THE TASK: Copy the lines below, replacing every "photograph" with "image" and changing nothing else. Leave the pictures out of your copy.

AVAILABLE DATA:
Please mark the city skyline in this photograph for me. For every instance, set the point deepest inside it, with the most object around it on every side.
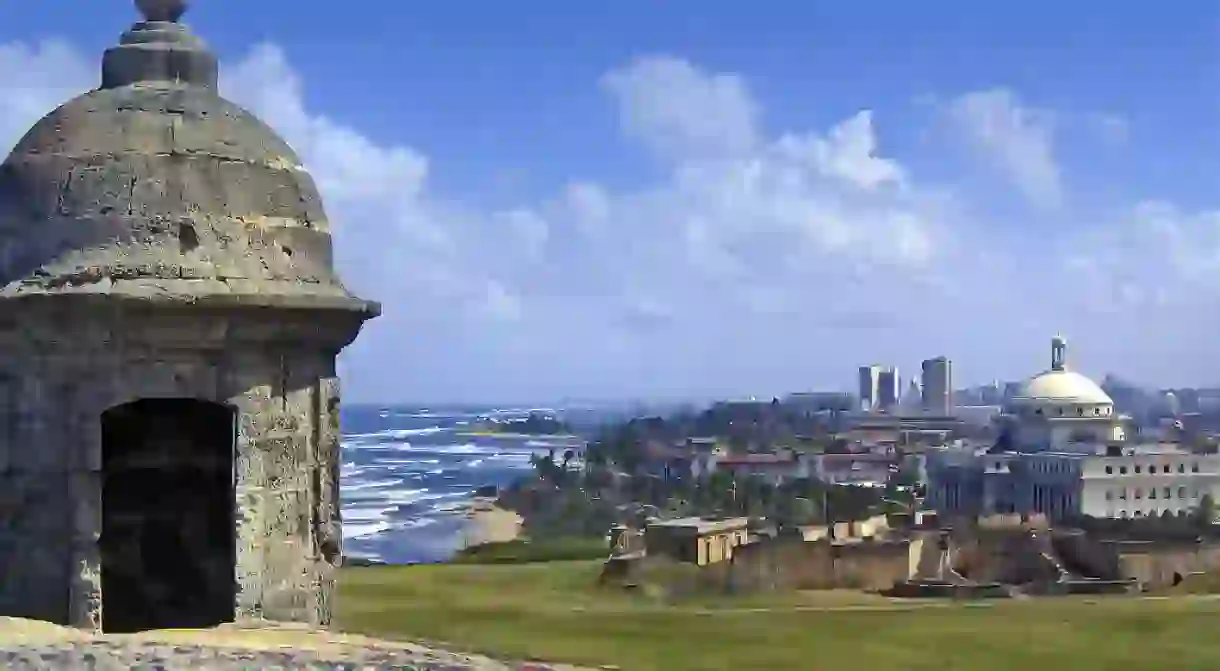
(853, 190)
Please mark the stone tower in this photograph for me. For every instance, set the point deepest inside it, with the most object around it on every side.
(170, 321)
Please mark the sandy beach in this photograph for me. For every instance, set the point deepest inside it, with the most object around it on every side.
(491, 523)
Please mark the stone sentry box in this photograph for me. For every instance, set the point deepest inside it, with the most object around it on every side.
(170, 322)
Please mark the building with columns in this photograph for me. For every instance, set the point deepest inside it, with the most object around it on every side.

ANSWER IN FULL:
Please mark the city skyline in this image for me. For every instance, set the point deepest inside it, with the most object around it on every side.
(853, 190)
Please mark the stone tower in this image for me. For every instance, set the point deepest inside it, with the most object around it on every side.
(170, 321)
Please mark the sandy beach in this image for me. For every instance, set the point deepest inside it, with the most object around it on every side.
(491, 523)
Please mark the stone sentry box in this image for me. For every instance, set the point deepest inside it, with the most object around it on every side.
(170, 322)
Please mark the building with columns in this image for me. For every instance, set the point deepest inside it, with the most object around it on every side.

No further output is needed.